### THE EXERCISE
Could you output the data from its first line through the line containing "472,589,547,676", both ends included and nothing past it, as a JSON list of strings with one string per line and blank lines omitted?
— Start RECORDS SUPPLIED —
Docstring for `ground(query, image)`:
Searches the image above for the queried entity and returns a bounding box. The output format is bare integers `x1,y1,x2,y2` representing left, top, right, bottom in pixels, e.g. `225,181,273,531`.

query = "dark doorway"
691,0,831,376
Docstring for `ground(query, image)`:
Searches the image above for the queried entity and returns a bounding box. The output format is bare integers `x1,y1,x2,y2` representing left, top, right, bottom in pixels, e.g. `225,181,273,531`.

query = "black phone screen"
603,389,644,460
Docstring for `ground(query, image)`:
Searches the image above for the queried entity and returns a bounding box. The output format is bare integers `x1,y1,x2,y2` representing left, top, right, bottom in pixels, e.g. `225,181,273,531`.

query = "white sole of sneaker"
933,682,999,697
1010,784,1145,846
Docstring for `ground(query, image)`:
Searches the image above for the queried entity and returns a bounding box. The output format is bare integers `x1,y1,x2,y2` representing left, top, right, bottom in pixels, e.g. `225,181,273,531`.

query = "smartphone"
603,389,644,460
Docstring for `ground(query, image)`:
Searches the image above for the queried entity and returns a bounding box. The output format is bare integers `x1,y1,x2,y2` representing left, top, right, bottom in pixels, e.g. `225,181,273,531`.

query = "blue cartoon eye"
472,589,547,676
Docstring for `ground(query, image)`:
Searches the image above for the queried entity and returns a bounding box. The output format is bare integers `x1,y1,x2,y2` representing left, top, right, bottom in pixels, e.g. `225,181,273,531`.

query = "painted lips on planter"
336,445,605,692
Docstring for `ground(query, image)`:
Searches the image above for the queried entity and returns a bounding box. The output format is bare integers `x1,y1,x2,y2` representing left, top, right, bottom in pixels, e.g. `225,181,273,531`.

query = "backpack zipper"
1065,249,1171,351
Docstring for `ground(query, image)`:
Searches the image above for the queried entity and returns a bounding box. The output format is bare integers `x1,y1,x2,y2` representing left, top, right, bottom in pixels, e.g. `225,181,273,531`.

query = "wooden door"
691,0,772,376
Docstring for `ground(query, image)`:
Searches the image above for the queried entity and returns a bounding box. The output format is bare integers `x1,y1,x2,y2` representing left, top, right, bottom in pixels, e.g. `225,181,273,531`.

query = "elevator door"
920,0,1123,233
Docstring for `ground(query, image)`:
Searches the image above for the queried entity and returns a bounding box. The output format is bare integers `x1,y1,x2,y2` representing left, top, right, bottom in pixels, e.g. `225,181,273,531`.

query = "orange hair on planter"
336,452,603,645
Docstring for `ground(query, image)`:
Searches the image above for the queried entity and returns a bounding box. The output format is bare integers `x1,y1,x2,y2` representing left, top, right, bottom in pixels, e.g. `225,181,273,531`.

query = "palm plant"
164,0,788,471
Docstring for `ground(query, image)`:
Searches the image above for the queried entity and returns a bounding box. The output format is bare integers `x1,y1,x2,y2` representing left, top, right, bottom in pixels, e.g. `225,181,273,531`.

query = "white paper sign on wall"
— End RECORDS SUPPLIED —
### SOLUTION TO THIS EXERCISE
[
  "Docstring for `ground(query, image)`:",
  "Searches the image above for the queried entity and returns a bounding box. The output format is bare integers `x1,y1,x2,y2` representing left, top, right, bottom in pixels, e.g. `225,181,273,531`.",
  "query = \"dark doorway\"",
  "691,0,831,376",
  "Docstring for `ground(query, image)`:",
  "Searches the image above for the queried entity and returns a bounding box. The output format is bare integers `x1,y1,x2,y2` representing left, top, right, bottom in pixels, e.g. `225,181,273,531`.",
  "query = \"black phone screen\"",
  "603,389,644,460",
  "Docstring for `ground(query, image)`:",
  "Searches the image above for the queried entity and returns a bounding box. The output format is bare integers `x1,y1,x2,y2` representing left, top, right, bottom in pixels, e.g. `225,181,273,531`.",
  "query = \"white sole of sneaker\"",
  "933,682,999,697",
  "1010,784,1145,846",
  "Docstring for `ground(query, image)`:",
  "Searches the image above for the queried entity and returns a bounding box. The output format is bare integers `x1,y1,x2,y2` representing left, top, right, bottom in pixels, e.g. `225,181,273,531`.",
  "query = \"smartphone\"",
  "603,389,644,460",
  "Docstring for `ground(query, image)`:",
  "Searches the image above for the queried entity and returns a bounding box. The output format is bare integers `x1,y1,x2,y2` representing left, top, right, bottom in pixels, e.g. `225,181,273,531`.",
  "query = \"blue cartoon eye\"",
  "472,589,547,676"
]